Written instruction: Give every line of the items below as a numbered list, skipping blank lines. Leave the pictures out of the answer.
Start of Material provided
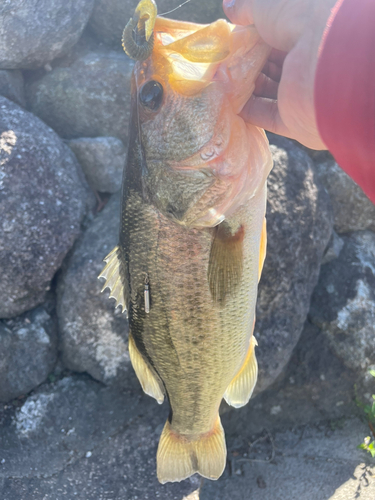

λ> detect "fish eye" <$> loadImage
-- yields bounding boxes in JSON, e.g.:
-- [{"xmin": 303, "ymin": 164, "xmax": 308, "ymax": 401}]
[{"xmin": 139, "ymin": 80, "xmax": 163, "ymax": 111}]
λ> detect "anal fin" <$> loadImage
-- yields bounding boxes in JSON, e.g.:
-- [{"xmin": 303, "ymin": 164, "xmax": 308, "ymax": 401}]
[
  {"xmin": 129, "ymin": 333, "xmax": 164, "ymax": 404},
  {"xmin": 224, "ymin": 336, "xmax": 258, "ymax": 408},
  {"xmin": 258, "ymin": 218, "xmax": 267, "ymax": 281},
  {"xmin": 156, "ymin": 416, "xmax": 227, "ymax": 484},
  {"xmin": 98, "ymin": 246, "xmax": 128, "ymax": 312}
]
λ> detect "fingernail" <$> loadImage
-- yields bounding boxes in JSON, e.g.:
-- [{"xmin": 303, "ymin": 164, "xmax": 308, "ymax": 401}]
[{"xmin": 223, "ymin": 0, "xmax": 236, "ymax": 9}]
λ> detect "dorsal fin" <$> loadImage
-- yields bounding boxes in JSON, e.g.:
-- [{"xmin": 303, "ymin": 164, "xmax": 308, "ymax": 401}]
[
  {"xmin": 208, "ymin": 221, "xmax": 245, "ymax": 302},
  {"xmin": 98, "ymin": 246, "xmax": 128, "ymax": 312}
]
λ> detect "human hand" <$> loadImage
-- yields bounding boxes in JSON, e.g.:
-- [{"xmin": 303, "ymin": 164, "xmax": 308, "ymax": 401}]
[{"xmin": 223, "ymin": 0, "xmax": 336, "ymax": 149}]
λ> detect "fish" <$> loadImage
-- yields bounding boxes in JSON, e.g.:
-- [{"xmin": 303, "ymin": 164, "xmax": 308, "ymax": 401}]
[{"xmin": 100, "ymin": 0, "xmax": 272, "ymax": 483}]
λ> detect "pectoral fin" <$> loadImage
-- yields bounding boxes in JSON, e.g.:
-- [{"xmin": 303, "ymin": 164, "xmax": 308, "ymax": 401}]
[
  {"xmin": 129, "ymin": 333, "xmax": 164, "ymax": 405},
  {"xmin": 258, "ymin": 218, "xmax": 267, "ymax": 281},
  {"xmin": 208, "ymin": 222, "xmax": 245, "ymax": 302},
  {"xmin": 98, "ymin": 247, "xmax": 128, "ymax": 312},
  {"xmin": 224, "ymin": 336, "xmax": 258, "ymax": 408}
]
End of Material provided
Task response:
1. λ> detect "fish eye" <$> loadImage
2. -- yields bounding boxes in JSON, e.g.:
3. -- [{"xmin": 303, "ymin": 164, "xmax": 308, "ymax": 401}]
4. [{"xmin": 139, "ymin": 80, "xmax": 163, "ymax": 111}]
5. λ> detect "anal fin" <$> loadImage
6. -- yields bounding boxes in JSON, e.g.:
7. -- [{"xmin": 303, "ymin": 164, "xmax": 308, "ymax": 401}]
8. [
9.   {"xmin": 129, "ymin": 333, "xmax": 164, "ymax": 404},
10.   {"xmin": 224, "ymin": 336, "xmax": 258, "ymax": 408},
11.   {"xmin": 258, "ymin": 218, "xmax": 267, "ymax": 281},
12.   {"xmin": 156, "ymin": 416, "xmax": 227, "ymax": 484},
13.   {"xmin": 98, "ymin": 246, "xmax": 128, "ymax": 312}
14. ]
15. λ> detect "fingernail" <$> loadImage
16. -- yields bounding boxes in JSON, e.g.:
17. -- [{"xmin": 303, "ymin": 164, "xmax": 308, "ymax": 401}]
18. [{"xmin": 223, "ymin": 0, "xmax": 236, "ymax": 9}]
19. λ> detect "dorsal fin" <$> loadImage
20. -- yields bounding boxes in JSON, e.g.:
21. -- [{"xmin": 303, "ymin": 164, "xmax": 308, "ymax": 401}]
22. [
23.   {"xmin": 208, "ymin": 221, "xmax": 245, "ymax": 302},
24.   {"xmin": 98, "ymin": 246, "xmax": 128, "ymax": 312}
25. ]
26. λ> detect "human hand" <$> loadImage
27. -- yields bounding boxes in JSON, e.g.:
28. -- [{"xmin": 303, "ymin": 164, "xmax": 308, "ymax": 401}]
29. [{"xmin": 223, "ymin": 0, "xmax": 336, "ymax": 149}]
30. λ> detect "fish" <$> loadImage
31. -- yields bounding boxes in JSON, e.g.:
32. -- [{"xmin": 303, "ymin": 164, "xmax": 308, "ymax": 401}]
33. [{"xmin": 100, "ymin": 0, "xmax": 272, "ymax": 483}]
34. λ> detect "pectoral fin" <$> loadImage
35. -- yields bounding boxes in JSON, e.g.:
36. -- [{"xmin": 303, "ymin": 164, "xmax": 308, "ymax": 401}]
37. [
38.   {"xmin": 129, "ymin": 333, "xmax": 164, "ymax": 405},
39.   {"xmin": 258, "ymin": 218, "xmax": 267, "ymax": 281},
40.   {"xmin": 208, "ymin": 222, "xmax": 245, "ymax": 302},
41.   {"xmin": 98, "ymin": 247, "xmax": 128, "ymax": 312},
42.   {"xmin": 224, "ymin": 336, "xmax": 258, "ymax": 408}
43. ]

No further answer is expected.